Gather every line in the rows below that holds the word "metal" and copy each one out.
----- Extracted records
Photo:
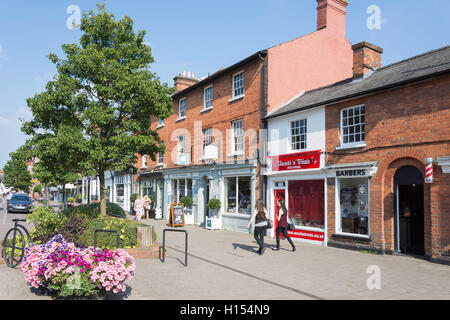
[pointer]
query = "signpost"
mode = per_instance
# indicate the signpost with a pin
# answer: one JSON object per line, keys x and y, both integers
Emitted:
{"x": 177, "y": 217}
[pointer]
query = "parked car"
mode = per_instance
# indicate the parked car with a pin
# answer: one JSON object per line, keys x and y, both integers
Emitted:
{"x": 20, "y": 202}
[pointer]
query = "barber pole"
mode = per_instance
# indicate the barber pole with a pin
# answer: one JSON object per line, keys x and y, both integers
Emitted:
{"x": 429, "y": 178}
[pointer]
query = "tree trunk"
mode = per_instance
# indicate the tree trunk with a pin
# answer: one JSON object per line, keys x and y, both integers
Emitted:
{"x": 64, "y": 196}
{"x": 102, "y": 193}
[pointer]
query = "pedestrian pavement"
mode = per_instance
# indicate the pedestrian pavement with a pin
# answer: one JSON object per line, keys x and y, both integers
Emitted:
{"x": 224, "y": 265}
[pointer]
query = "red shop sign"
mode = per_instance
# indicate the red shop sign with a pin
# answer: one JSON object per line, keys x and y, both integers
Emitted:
{"x": 297, "y": 161}
{"x": 307, "y": 235}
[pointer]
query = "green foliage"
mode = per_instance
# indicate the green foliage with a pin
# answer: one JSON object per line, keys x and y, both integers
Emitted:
{"x": 187, "y": 201}
{"x": 214, "y": 204}
{"x": 95, "y": 115}
{"x": 126, "y": 228}
{"x": 16, "y": 173}
{"x": 46, "y": 223}
{"x": 133, "y": 197}
{"x": 38, "y": 188}
{"x": 93, "y": 210}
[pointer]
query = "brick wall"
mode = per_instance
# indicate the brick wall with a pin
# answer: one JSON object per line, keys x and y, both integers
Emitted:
{"x": 403, "y": 127}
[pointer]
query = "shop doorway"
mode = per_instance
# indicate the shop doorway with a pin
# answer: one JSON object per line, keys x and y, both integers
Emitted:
{"x": 409, "y": 211}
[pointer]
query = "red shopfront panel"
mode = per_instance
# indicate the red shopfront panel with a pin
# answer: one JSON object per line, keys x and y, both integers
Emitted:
{"x": 306, "y": 205}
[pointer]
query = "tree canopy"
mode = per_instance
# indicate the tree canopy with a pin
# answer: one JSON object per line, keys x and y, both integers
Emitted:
{"x": 96, "y": 112}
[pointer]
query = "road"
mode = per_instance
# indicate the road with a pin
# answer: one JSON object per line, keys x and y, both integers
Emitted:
{"x": 6, "y": 219}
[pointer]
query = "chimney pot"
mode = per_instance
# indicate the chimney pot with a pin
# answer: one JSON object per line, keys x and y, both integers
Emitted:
{"x": 331, "y": 15}
{"x": 366, "y": 58}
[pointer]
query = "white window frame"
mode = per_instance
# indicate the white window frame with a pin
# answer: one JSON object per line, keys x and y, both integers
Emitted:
{"x": 305, "y": 134}
{"x": 238, "y": 88}
{"x": 160, "y": 163}
{"x": 182, "y": 113}
{"x": 207, "y": 99}
{"x": 235, "y": 143}
{"x": 207, "y": 139}
{"x": 338, "y": 210}
{"x": 354, "y": 144}
{"x": 145, "y": 161}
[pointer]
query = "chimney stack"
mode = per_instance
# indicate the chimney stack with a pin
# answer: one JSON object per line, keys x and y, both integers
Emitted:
{"x": 331, "y": 15}
{"x": 366, "y": 58}
{"x": 184, "y": 80}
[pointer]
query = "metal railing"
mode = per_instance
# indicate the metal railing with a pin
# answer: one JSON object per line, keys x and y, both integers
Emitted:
{"x": 106, "y": 231}
{"x": 164, "y": 245}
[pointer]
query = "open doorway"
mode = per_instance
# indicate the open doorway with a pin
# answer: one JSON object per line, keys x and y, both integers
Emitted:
{"x": 409, "y": 217}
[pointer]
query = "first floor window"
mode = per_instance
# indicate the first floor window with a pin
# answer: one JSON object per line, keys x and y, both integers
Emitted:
{"x": 208, "y": 98}
{"x": 144, "y": 161}
{"x": 207, "y": 138}
{"x": 354, "y": 209}
{"x": 161, "y": 158}
{"x": 238, "y": 85}
{"x": 181, "y": 189}
{"x": 353, "y": 125}
{"x": 238, "y": 136}
{"x": 306, "y": 203}
{"x": 182, "y": 109}
{"x": 238, "y": 195}
{"x": 120, "y": 193}
{"x": 298, "y": 135}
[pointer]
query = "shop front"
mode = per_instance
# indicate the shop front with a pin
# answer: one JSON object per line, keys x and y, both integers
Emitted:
{"x": 234, "y": 185}
{"x": 351, "y": 215}
{"x": 152, "y": 184}
{"x": 299, "y": 180}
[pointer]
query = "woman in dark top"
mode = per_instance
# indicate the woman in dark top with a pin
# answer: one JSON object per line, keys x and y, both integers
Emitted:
{"x": 260, "y": 217}
{"x": 282, "y": 216}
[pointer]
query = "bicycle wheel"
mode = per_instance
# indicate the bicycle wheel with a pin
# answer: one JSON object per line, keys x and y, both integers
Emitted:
{"x": 13, "y": 247}
{"x": 26, "y": 233}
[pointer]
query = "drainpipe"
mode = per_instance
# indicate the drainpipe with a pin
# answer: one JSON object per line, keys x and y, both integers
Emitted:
{"x": 264, "y": 113}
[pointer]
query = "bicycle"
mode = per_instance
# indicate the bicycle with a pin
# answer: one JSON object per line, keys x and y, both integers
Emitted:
{"x": 17, "y": 243}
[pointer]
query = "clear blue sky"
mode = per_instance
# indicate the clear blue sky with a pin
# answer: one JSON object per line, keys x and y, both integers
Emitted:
{"x": 200, "y": 36}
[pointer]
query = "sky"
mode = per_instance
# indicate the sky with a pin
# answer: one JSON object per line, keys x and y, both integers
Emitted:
{"x": 199, "y": 36}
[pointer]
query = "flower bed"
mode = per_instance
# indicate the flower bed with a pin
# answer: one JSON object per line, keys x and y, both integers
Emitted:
{"x": 69, "y": 271}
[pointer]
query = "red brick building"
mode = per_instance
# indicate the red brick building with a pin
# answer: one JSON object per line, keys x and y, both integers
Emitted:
{"x": 387, "y": 153}
{"x": 213, "y": 141}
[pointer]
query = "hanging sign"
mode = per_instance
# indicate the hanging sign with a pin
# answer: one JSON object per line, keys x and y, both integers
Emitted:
{"x": 429, "y": 178}
{"x": 297, "y": 161}
{"x": 177, "y": 217}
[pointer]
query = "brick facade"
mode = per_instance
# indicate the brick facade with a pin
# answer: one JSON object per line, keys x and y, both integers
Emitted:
{"x": 404, "y": 126}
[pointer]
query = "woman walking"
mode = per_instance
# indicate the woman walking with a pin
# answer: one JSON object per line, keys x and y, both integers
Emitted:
{"x": 282, "y": 216}
{"x": 260, "y": 218}
{"x": 139, "y": 208}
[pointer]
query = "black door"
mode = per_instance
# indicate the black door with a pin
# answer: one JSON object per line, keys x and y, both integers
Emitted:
{"x": 410, "y": 219}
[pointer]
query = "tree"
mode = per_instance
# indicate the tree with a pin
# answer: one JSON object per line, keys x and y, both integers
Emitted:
{"x": 16, "y": 173}
{"x": 105, "y": 94}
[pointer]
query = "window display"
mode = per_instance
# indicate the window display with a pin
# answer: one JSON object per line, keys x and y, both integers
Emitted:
{"x": 120, "y": 193}
{"x": 238, "y": 195}
{"x": 306, "y": 203}
{"x": 354, "y": 209}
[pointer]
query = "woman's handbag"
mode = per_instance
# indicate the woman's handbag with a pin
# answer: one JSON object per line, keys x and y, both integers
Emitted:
{"x": 291, "y": 226}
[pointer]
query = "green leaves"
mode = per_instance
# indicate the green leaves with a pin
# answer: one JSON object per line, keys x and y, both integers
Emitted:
{"x": 95, "y": 114}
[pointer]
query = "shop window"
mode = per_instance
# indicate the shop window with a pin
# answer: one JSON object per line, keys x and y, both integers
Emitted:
{"x": 354, "y": 209}
{"x": 306, "y": 203}
{"x": 182, "y": 188}
{"x": 238, "y": 195}
{"x": 120, "y": 193}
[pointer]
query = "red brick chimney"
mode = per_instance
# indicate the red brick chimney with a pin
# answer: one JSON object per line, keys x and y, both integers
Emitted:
{"x": 366, "y": 58}
{"x": 331, "y": 14}
{"x": 184, "y": 80}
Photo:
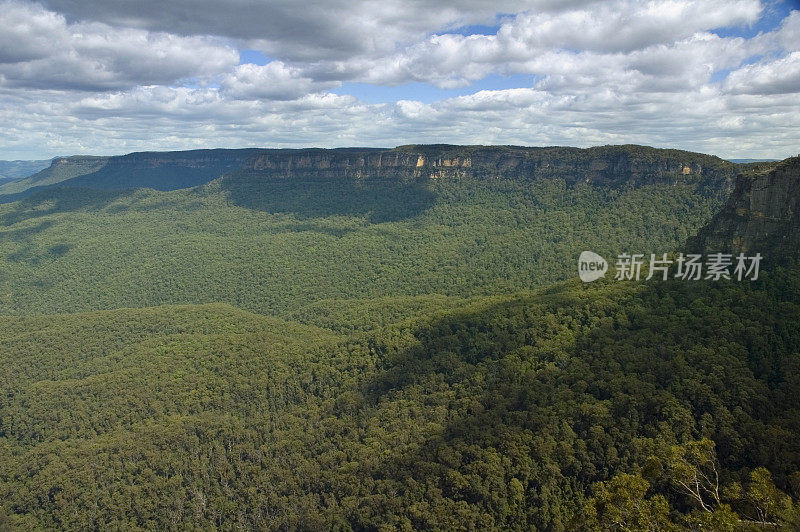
----------
### Output for this task
query = "metal railing"
# indicate the metal railing with a pin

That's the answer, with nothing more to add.